◆ **Exercise brief**:
Retype the whole listing below, character for character.

◆ **Input records**:
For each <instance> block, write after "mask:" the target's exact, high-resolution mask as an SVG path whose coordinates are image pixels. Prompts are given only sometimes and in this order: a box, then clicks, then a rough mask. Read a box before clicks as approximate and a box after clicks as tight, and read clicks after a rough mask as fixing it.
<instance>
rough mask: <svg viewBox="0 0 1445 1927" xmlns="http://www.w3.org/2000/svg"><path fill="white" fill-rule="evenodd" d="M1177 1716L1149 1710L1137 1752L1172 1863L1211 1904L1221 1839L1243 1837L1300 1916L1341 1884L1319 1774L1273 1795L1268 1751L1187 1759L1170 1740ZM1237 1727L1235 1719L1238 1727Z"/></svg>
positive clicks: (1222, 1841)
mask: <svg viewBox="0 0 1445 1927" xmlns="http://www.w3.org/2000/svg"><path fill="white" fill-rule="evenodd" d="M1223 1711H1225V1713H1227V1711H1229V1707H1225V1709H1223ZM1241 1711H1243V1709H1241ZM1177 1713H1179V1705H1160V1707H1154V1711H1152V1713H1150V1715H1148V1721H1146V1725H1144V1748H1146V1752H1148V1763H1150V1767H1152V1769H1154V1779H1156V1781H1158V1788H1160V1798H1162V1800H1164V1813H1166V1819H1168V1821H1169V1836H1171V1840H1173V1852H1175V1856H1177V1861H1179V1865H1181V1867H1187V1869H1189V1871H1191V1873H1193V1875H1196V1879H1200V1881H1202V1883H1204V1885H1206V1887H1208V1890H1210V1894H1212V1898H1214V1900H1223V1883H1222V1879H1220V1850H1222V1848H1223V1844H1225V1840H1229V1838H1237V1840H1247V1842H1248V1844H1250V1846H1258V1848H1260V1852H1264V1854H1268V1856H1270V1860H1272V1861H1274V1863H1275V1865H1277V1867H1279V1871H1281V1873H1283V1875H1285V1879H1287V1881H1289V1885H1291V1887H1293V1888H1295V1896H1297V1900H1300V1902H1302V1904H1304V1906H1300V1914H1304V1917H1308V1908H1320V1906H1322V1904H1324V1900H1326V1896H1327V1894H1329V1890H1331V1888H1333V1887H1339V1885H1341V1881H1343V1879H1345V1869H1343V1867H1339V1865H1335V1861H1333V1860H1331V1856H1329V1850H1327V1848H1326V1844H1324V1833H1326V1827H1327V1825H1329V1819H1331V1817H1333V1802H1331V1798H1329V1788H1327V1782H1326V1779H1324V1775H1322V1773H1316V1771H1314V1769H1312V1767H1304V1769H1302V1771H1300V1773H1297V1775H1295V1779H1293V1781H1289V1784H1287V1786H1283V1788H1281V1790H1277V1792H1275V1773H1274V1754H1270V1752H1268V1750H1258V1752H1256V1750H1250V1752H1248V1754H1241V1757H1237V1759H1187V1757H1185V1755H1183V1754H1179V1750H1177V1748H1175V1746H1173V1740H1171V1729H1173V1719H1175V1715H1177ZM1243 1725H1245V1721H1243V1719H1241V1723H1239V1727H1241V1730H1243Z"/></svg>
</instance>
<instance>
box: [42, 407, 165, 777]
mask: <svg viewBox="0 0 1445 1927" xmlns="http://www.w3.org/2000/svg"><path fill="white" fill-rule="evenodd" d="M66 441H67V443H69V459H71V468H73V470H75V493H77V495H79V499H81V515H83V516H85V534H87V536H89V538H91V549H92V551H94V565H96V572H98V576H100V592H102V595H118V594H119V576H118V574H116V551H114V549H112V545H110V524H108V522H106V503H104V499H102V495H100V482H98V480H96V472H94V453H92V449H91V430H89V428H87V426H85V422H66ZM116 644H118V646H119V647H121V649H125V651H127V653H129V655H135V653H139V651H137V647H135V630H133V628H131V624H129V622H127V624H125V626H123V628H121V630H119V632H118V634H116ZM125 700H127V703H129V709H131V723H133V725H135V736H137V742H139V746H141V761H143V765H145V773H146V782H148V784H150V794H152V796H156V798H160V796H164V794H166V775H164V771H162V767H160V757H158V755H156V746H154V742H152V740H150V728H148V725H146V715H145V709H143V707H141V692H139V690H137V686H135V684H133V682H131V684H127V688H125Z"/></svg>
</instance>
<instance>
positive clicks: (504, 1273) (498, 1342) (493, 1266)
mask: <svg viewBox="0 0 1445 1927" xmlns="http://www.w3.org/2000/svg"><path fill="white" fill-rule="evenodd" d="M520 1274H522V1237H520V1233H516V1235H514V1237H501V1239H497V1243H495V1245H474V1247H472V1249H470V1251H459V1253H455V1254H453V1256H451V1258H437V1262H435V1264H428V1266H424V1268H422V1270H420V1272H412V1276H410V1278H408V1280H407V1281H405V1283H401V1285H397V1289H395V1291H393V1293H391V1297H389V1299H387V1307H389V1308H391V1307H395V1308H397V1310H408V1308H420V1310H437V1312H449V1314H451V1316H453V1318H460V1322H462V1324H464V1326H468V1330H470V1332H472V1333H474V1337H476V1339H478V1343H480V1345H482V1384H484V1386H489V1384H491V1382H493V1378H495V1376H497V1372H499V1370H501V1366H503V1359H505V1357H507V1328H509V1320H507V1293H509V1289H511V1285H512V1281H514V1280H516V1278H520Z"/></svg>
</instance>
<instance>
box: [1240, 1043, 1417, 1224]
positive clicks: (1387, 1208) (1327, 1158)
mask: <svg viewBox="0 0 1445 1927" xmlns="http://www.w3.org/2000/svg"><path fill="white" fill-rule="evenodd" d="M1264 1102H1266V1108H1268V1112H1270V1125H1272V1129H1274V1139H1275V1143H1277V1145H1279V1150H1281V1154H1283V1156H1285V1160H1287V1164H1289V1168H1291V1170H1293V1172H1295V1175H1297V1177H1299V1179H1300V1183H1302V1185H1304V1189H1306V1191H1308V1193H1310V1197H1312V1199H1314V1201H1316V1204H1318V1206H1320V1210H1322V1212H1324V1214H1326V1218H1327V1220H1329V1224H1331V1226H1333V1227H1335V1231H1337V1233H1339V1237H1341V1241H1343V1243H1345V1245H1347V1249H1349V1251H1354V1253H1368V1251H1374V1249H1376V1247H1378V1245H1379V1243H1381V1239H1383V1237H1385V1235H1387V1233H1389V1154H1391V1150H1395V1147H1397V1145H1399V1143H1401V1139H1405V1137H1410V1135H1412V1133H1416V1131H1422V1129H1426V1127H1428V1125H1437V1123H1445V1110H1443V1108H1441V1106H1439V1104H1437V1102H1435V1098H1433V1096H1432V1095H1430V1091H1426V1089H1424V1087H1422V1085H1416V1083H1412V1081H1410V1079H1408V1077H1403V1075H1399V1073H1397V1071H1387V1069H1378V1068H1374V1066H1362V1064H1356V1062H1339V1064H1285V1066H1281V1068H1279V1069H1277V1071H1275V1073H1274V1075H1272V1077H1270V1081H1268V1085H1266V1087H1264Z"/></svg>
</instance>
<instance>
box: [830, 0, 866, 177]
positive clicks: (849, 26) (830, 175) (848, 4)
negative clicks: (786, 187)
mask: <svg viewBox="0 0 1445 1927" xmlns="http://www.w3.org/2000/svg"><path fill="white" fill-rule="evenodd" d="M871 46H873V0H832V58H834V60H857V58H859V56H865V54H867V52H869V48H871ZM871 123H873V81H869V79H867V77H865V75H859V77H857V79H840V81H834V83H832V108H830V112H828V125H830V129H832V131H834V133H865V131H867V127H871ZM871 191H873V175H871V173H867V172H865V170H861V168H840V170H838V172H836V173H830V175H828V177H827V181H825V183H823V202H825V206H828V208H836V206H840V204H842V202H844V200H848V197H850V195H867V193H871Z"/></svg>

◆ **Output for this exercise**:
For each <instance> block, write after "mask:" the target's exact, high-resolution mask as an SVG path whose coordinates are image pixels. Prompts are given only sometimes and in this order: a box, then clicks, then a rough mask. Read a box before clicks as approximate and a box after clicks as tight, and read clicks after a rough mask as fixing it.
<instance>
rough mask: <svg viewBox="0 0 1445 1927" xmlns="http://www.w3.org/2000/svg"><path fill="white" fill-rule="evenodd" d="M1177 1716L1149 1710L1137 1752L1172 1863L1211 1904L1221 1839L1243 1837L1300 1916L1341 1884L1319 1774L1273 1795L1268 1751L1187 1759L1170 1740ZM1237 1727L1235 1719L1238 1727Z"/></svg>
positive clicks: (1222, 1841)
mask: <svg viewBox="0 0 1445 1927" xmlns="http://www.w3.org/2000/svg"><path fill="white" fill-rule="evenodd" d="M1223 1711H1225V1713H1227V1711H1229V1707H1225V1709H1223ZM1241 1711H1243V1709H1241ZM1177 1713H1179V1705H1160V1707H1154V1711H1152V1713H1150V1715H1148V1721H1146V1725H1144V1748H1146V1752H1148V1763H1150V1767H1152V1769H1154V1779H1156V1781H1158V1788H1160V1798H1162V1800H1164V1813H1166V1819H1168V1821H1169V1836H1171V1840H1173V1852H1175V1856H1177V1861H1179V1865H1181V1867H1187V1869H1189V1871H1191V1873H1193V1875H1196V1879H1200V1881H1202V1883H1204V1885H1206V1887H1208V1890H1210V1894H1212V1898H1214V1900H1223V1883H1222V1879H1220V1850H1222V1848H1223V1844H1225V1840H1229V1838H1237V1840H1247V1842H1248V1844H1250V1846H1258V1848H1260V1852H1264V1854H1268V1856H1270V1860H1272V1861H1274V1863H1275V1865H1277V1867H1279V1871H1281V1873H1283V1875H1285V1879H1287V1881H1289V1885H1291V1887H1293V1888H1295V1896H1297V1900H1300V1902H1302V1904H1304V1906H1300V1914H1304V1917H1308V1908H1320V1906H1322V1904H1324V1900H1326V1896H1327V1894H1329V1890H1331V1888H1333V1887H1339V1885H1341V1881H1343V1879H1345V1869H1343V1867H1339V1865H1335V1861H1333V1860H1331V1856H1329V1850H1327V1848H1326V1844H1324V1833H1326V1827H1327V1825H1329V1819H1331V1817H1333V1802H1331V1798H1329V1788H1327V1782H1326V1779H1324V1775H1322V1773H1316V1771H1314V1769H1312V1767H1304V1769H1302V1771H1300V1773H1297V1775H1295V1779H1293V1781H1289V1784H1287V1786H1283V1788H1281V1790H1277V1792H1275V1773H1274V1754H1270V1752H1268V1750H1258V1752H1256V1750H1250V1752H1248V1754H1241V1757H1237V1759H1187V1757H1185V1755H1183V1754H1179V1750H1177V1748H1175V1746H1173V1740H1171V1729H1173V1719H1175V1715H1177ZM1243 1725H1245V1721H1243V1719H1241V1723H1239V1727H1241V1730H1243Z"/></svg>
</instance>
<instance>
box: [42, 407, 165, 777]
mask: <svg viewBox="0 0 1445 1927" xmlns="http://www.w3.org/2000/svg"><path fill="white" fill-rule="evenodd" d="M66 441H67V443H69V459H71V468H73V470H75V493H77V495H79V499H81V515H83V516H85V534H87V536H89V538H91V549H92V551H94V565H96V572H98V576H100V592H102V595H118V594H119V576H118V574H116V551H114V549H112V545H110V524H108V522H106V503H104V499H102V495H100V482H98V480H96V472H94V453H92V449H91V430H89V428H87V426H85V422H66ZM116 644H118V646H119V647H121V649H125V651H127V653H129V655H135V653H139V651H137V647H135V630H133V628H131V624H129V622H127V624H125V626H123V628H121V630H119V632H118V634H116ZM125 700H127V703H129V709H131V723H133V725H135V736H137V742H139V746H141V761H143V765H145V773H146V782H148V784H150V794H152V796H156V798H160V796H164V794H166V775H164V771H162V767H160V757H158V755H156V746H154V742H152V740H150V728H148V725H146V715H145V709H143V707H141V692H139V690H137V686H135V684H133V682H131V684H127V688H125Z"/></svg>
</instance>
<instance>
positive clicks: (504, 1273) (498, 1342) (493, 1266)
mask: <svg viewBox="0 0 1445 1927" xmlns="http://www.w3.org/2000/svg"><path fill="white" fill-rule="evenodd" d="M520 1274H522V1237H520V1233H516V1235H514V1237H501V1239H497V1243H495V1245H474V1247H472V1249H470V1251H459V1253H455V1254H453V1256H451V1258H437V1262H435V1264H428V1266H424V1268H422V1270H420V1272H412V1276H410V1278H408V1280H407V1281H405V1283H401V1285H397V1289H395V1291H393V1293H391V1297H389V1299H387V1307H389V1308H391V1307H395V1308H397V1310H408V1308H420V1310H437V1312H449V1314H451V1316H453V1318H460V1322H462V1324H464V1326H468V1330H470V1332H472V1333H474V1337H476V1339H478V1343H480V1345H482V1384H484V1386H489V1384H491V1382H493V1378H495V1376H497V1372H499V1370H501V1366H503V1359H505V1357H507V1328H509V1320H507V1293H509V1289H511V1285H512V1281H514V1280H516V1278H520Z"/></svg>
</instance>
<instance>
box: [1240, 1043, 1417, 1224]
positive clicks: (1387, 1208) (1327, 1158)
mask: <svg viewBox="0 0 1445 1927" xmlns="http://www.w3.org/2000/svg"><path fill="white" fill-rule="evenodd" d="M1264 1102H1266V1108H1268V1112H1270V1125H1272V1129H1274V1139H1275V1143H1277V1145H1279V1150H1281V1154H1283V1156H1285V1160H1287V1164H1289V1168H1291V1170H1293V1172H1295V1175H1297V1177H1299V1179H1300V1183H1302V1185H1304V1189H1306V1191H1308V1193H1310V1197H1312V1199H1314V1201H1316V1204H1318V1206H1320V1210H1322V1212H1324V1214H1326V1218H1327V1220H1329V1224H1331V1226H1333V1227H1335V1231H1337V1233H1339V1237H1341V1241H1343V1243H1345V1245H1347V1249H1349V1251H1354V1253H1368V1251H1374V1249H1376V1247H1378V1245H1379V1243H1381V1239H1383V1237H1385V1235H1387V1233H1389V1154H1391V1150H1395V1147H1397V1145H1399V1143H1401V1139H1405V1137H1410V1135H1412V1133H1416V1131H1422V1129H1426V1127H1428V1125H1437V1123H1445V1110H1443V1108H1441V1106H1439V1104H1437V1102H1435V1098H1433V1096H1432V1095H1430V1091H1426V1089H1424V1087H1422V1085H1416V1083H1412V1081H1410V1079H1408V1077H1403V1075H1399V1073H1397V1071H1387V1069H1378V1068H1374V1066H1362V1064H1356V1062H1339V1064H1285V1066H1281V1068H1279V1069H1277V1071H1275V1073H1274V1075H1272V1077H1270V1081H1268V1085H1266V1087H1264Z"/></svg>
</instance>
<instance>
box: [830, 0, 866, 177]
positive clicks: (849, 26) (830, 175) (848, 4)
negative clicks: (786, 187)
mask: <svg viewBox="0 0 1445 1927" xmlns="http://www.w3.org/2000/svg"><path fill="white" fill-rule="evenodd" d="M871 46H873V0H832V58H834V60H857V58H859V56H865V54H867V52H869V48H871ZM871 123H873V81H869V79H867V77H865V75H859V77H857V79H840V81H834V83H832V108H830V112H828V125H830V129H832V131H834V133H865V131H867V127H871ZM871 191H873V175H871V173H867V172H865V170H861V168H840V170H838V172H836V173H830V175H828V177H827V181H825V183H823V202H825V206H828V208H836V206H840V204H842V202H844V200H848V197H850V195H867V193H871Z"/></svg>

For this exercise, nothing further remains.